# TASK DIRECTIONS
Using the records below, filter for lines that contain the string "light" and copy them out.

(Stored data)
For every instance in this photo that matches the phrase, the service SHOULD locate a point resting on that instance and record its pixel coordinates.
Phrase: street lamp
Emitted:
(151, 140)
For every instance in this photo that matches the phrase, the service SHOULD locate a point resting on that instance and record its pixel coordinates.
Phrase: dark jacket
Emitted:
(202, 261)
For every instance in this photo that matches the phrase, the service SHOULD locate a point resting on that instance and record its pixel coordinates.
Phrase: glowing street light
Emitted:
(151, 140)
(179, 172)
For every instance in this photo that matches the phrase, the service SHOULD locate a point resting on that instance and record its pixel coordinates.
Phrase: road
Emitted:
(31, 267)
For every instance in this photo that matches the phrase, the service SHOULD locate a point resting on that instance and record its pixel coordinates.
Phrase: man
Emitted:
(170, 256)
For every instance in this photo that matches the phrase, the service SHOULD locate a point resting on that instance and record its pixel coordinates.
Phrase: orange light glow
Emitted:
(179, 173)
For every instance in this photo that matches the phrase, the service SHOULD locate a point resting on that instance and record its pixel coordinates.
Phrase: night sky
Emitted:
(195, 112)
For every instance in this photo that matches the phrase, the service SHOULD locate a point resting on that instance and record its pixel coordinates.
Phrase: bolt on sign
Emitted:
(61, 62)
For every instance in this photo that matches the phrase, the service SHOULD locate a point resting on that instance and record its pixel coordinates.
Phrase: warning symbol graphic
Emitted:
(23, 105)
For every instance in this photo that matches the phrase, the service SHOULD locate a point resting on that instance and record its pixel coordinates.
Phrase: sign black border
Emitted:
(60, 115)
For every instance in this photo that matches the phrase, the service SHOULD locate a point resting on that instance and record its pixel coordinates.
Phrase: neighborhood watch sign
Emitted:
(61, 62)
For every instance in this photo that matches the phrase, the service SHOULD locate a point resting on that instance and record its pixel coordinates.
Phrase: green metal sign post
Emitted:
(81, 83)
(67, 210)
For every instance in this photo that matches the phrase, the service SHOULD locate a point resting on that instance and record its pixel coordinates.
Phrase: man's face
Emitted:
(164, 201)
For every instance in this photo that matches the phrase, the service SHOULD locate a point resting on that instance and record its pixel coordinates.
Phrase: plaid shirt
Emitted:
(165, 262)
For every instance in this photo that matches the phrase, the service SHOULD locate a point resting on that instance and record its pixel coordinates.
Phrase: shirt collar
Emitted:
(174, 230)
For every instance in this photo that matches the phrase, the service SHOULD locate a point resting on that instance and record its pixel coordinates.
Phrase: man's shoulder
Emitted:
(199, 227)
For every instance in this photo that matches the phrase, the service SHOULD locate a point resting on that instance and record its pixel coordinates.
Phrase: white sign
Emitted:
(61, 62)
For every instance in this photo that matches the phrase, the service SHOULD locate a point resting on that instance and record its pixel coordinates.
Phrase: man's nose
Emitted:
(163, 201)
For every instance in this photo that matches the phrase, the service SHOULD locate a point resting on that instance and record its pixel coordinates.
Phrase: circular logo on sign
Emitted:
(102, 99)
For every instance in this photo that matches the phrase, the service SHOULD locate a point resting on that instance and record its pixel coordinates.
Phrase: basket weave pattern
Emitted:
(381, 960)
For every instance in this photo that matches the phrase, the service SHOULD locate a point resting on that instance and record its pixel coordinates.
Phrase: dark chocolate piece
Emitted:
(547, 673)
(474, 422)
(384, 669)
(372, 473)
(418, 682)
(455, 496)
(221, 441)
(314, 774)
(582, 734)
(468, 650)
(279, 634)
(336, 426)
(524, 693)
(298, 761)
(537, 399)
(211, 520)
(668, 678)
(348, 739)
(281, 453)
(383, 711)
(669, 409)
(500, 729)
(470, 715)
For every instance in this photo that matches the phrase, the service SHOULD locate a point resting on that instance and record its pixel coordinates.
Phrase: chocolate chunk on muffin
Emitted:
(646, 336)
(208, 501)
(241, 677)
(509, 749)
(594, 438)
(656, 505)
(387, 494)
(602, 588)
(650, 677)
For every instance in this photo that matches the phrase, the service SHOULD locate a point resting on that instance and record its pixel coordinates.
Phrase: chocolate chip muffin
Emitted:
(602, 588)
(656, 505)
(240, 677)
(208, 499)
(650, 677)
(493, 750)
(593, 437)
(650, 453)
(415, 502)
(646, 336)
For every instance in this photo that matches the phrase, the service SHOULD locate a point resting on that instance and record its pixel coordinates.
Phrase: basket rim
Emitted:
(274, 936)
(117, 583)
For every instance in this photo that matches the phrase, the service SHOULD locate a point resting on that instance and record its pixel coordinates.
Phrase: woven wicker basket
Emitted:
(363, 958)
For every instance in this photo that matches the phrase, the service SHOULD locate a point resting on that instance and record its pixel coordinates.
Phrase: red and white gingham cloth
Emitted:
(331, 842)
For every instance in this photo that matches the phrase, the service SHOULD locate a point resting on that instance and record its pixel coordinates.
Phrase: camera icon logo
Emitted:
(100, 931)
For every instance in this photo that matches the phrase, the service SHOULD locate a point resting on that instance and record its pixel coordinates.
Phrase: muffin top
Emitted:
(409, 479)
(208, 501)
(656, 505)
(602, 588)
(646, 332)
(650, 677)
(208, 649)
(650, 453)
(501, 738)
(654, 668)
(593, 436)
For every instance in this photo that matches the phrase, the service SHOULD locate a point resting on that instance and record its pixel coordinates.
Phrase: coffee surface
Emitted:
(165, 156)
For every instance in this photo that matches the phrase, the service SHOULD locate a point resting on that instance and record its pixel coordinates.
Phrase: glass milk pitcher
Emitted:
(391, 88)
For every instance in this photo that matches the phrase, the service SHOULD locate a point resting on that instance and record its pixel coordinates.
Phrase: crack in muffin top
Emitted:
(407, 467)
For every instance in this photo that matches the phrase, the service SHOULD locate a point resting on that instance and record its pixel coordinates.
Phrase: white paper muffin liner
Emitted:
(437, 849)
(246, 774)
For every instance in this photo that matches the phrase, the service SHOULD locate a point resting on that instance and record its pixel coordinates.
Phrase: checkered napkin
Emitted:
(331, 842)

# REPLY TO THE TASK
Phrase: glowing street light
Phrase: orange light glow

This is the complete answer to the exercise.